Scan the material that follows. Copy every line containing the word "wrinkle".
((
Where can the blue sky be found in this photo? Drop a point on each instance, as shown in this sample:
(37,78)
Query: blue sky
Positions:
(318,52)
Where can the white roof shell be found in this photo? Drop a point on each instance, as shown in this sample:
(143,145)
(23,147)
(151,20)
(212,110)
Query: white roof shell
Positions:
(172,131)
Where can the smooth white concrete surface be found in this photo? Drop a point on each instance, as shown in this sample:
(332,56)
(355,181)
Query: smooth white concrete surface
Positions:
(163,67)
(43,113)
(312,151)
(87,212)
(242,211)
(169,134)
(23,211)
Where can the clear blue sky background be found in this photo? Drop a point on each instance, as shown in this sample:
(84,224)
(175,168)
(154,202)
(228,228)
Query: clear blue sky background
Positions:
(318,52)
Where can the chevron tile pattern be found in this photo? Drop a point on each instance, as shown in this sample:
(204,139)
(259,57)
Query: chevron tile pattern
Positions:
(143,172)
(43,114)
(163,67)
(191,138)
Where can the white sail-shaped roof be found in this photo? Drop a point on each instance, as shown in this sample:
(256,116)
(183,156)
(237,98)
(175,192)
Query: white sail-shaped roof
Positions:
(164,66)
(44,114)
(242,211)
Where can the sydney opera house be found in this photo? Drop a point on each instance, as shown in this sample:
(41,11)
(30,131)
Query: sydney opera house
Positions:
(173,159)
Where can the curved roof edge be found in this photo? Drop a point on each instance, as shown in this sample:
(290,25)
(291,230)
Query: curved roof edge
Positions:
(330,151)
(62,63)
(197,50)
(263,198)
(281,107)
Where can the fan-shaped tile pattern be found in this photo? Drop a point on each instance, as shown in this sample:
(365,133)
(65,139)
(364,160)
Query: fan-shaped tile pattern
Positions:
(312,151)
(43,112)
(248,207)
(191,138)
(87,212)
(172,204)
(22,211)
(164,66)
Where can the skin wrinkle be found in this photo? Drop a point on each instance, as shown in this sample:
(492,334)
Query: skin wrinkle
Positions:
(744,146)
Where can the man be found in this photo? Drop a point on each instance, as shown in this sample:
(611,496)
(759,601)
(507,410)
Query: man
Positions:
))
**OUTPUT:**
Where can the skin wrinkle be found in this photo? Drop a point on each instance, as shown in this sample:
Query: skin wrinkle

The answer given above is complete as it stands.